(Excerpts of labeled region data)
— START —

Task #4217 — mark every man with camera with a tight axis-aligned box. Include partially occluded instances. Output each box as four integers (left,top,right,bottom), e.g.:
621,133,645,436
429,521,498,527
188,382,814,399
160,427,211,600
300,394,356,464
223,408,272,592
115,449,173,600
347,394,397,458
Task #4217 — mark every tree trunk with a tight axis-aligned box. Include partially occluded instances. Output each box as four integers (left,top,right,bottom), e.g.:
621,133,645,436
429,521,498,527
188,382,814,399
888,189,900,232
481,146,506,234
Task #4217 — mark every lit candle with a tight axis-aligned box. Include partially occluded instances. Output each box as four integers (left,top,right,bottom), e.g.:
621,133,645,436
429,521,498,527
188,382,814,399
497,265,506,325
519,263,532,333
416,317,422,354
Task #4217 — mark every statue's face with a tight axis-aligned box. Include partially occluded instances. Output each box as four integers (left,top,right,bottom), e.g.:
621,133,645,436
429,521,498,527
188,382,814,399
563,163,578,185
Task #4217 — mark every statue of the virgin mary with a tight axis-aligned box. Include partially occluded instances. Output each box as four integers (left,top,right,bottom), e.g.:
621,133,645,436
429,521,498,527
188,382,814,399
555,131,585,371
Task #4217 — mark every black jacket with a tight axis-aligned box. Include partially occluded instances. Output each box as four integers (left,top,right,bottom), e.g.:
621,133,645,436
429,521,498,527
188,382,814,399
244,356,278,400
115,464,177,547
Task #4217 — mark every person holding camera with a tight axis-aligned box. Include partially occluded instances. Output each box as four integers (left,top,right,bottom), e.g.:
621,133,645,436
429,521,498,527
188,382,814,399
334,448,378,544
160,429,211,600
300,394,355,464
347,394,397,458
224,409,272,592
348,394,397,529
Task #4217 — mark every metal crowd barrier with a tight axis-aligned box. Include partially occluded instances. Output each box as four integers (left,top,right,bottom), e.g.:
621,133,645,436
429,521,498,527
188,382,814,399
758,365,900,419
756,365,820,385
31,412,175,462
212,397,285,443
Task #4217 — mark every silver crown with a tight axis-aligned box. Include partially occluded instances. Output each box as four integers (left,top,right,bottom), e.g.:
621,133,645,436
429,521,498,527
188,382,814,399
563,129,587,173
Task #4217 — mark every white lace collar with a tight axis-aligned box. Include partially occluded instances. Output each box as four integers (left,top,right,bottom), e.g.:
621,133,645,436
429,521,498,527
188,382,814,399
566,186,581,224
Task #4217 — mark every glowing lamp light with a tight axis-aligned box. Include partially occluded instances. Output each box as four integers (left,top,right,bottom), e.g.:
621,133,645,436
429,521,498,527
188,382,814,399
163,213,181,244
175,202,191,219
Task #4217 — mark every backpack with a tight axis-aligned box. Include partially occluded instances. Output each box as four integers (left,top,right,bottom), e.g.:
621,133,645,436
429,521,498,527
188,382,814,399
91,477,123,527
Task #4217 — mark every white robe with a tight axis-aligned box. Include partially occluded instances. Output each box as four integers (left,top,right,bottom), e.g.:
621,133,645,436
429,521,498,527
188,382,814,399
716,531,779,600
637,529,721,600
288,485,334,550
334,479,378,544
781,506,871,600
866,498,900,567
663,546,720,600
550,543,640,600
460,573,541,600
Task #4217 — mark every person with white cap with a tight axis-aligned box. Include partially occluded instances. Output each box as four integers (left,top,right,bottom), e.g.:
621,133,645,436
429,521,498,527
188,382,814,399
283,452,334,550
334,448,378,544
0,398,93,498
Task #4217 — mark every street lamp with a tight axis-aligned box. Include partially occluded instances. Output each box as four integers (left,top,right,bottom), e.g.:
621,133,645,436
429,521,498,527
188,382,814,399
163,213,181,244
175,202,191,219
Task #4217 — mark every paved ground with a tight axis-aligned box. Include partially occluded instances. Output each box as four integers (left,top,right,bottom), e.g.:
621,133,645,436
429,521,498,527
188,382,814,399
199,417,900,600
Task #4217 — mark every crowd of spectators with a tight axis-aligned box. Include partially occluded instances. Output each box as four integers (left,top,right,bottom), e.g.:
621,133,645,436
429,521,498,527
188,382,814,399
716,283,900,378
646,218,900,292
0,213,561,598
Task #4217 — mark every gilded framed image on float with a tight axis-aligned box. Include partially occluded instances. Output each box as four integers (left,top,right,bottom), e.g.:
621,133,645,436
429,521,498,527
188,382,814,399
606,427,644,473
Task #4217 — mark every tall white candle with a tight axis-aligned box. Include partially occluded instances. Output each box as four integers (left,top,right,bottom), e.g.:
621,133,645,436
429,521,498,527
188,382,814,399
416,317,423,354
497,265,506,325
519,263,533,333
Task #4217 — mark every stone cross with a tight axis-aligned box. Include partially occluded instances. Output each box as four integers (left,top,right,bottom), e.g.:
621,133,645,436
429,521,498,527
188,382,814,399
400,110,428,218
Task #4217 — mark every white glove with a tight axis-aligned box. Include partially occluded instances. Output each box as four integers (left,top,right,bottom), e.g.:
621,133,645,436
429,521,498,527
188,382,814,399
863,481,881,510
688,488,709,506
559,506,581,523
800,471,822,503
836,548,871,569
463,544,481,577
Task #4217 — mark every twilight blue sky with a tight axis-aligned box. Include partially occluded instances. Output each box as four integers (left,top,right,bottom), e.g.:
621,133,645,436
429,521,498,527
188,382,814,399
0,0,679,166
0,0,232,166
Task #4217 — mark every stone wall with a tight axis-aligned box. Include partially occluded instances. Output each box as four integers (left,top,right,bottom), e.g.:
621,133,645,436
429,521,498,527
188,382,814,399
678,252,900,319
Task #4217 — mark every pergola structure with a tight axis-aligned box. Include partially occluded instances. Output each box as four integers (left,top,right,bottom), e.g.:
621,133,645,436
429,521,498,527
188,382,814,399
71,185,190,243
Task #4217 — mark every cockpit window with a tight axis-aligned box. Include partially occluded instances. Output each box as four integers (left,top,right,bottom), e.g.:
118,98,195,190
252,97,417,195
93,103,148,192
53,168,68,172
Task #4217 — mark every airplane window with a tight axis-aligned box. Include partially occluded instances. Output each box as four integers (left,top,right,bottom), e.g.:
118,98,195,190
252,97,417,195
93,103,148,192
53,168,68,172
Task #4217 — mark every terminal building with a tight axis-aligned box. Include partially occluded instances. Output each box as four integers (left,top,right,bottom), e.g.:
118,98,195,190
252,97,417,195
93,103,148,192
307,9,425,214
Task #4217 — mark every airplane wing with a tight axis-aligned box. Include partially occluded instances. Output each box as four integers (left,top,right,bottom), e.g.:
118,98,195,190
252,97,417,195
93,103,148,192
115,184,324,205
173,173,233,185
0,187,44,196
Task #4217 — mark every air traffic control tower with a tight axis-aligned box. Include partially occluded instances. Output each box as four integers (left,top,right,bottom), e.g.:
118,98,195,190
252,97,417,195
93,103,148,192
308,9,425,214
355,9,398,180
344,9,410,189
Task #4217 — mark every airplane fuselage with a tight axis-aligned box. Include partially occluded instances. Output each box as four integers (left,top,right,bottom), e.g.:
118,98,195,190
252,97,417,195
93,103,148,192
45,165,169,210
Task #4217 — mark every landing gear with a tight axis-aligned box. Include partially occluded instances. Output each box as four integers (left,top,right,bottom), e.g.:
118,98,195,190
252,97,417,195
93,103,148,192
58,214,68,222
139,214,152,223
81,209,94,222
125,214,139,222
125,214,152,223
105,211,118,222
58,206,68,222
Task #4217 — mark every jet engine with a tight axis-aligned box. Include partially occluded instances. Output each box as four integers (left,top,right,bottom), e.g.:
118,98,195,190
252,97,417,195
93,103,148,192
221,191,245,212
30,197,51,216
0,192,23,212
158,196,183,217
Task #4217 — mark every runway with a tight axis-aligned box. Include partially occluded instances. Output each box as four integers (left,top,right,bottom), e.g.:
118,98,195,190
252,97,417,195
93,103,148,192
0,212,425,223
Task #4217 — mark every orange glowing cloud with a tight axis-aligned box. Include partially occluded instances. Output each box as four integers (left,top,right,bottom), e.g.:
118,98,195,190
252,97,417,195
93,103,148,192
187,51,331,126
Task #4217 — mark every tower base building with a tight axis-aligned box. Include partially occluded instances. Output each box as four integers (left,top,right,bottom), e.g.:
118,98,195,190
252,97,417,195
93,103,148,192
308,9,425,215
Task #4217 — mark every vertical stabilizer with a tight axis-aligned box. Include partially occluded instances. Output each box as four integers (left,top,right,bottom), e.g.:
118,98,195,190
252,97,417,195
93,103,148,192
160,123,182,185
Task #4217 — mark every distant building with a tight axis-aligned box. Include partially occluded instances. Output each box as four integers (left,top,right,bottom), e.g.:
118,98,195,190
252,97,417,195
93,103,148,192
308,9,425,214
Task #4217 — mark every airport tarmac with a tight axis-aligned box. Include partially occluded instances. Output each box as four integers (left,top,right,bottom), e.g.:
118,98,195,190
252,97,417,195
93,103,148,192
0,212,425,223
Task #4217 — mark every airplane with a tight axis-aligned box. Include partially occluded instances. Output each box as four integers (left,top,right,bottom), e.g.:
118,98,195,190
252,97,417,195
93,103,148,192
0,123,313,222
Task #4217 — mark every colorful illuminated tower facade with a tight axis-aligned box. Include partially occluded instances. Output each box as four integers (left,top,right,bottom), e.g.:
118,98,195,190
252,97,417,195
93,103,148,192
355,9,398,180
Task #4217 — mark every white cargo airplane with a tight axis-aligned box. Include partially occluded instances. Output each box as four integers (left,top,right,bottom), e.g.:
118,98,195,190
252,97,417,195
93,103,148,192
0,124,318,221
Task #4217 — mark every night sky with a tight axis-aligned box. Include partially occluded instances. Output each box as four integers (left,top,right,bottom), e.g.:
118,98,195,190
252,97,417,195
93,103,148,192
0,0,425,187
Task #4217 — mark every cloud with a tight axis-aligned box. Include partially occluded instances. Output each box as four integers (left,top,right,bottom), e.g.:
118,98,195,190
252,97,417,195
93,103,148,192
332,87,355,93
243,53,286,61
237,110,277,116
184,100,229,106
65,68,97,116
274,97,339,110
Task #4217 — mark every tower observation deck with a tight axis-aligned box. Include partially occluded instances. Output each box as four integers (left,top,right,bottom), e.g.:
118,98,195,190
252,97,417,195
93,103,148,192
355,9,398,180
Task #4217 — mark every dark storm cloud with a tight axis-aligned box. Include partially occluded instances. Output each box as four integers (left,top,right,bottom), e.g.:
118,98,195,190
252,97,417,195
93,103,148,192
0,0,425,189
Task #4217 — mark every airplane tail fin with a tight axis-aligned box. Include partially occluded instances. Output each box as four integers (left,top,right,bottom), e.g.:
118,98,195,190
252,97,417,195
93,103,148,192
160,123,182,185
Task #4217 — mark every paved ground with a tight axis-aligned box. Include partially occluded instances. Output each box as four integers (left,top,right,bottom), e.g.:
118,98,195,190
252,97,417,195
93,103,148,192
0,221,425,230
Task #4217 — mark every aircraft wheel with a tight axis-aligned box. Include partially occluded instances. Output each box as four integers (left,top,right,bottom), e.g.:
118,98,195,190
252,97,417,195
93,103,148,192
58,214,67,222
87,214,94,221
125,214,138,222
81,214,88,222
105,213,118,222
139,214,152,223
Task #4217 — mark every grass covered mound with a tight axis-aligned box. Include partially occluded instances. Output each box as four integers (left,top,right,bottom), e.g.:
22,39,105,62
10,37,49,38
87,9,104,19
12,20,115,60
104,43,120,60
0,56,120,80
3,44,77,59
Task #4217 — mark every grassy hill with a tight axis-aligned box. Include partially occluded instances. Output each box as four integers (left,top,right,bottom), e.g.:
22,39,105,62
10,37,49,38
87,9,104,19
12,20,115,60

— END —

### Problem requirements
Reproduce the stretch of the material from the line containing "Task #4217 — mark every person holding" through the line containing "563,129,587,173", both included, with every line repeated, requests and their sample boxes unchanged. Scale each answer box coordinate by 1.2 and round it to a whole number, with halves rounded up.

### Final result
Task #4217 — mark every person holding camera with a tight axis-aligned box. Include partially occluded instances. Output each box as four integers (left,top,right,bottom), e.g.:
621,133,645,436
429,521,498,527
188,382,814,399
401,538,454,653
192,515,253,720
360,473,426,557
416,473,476,550
269,491,326,710
418,473,476,635
Task #4217 — mark every metal crowd barrier with a tight axis-aligned box. Include partially occluded instances. Output each box as four integers (left,top,right,bottom), e.g.:
621,133,645,436
429,521,498,527
188,382,814,399
910,438,1080,503
907,438,984,462
37,494,210,554
254,476,342,532
Task #4217 — mark every silver crown with a tight axis-aligned box. Include partially occluded instances. Output each box as four integers (left,top,right,bottom), e.g.:
621,133,645,436
429,521,498,527
188,382,814,399
676,155,704,208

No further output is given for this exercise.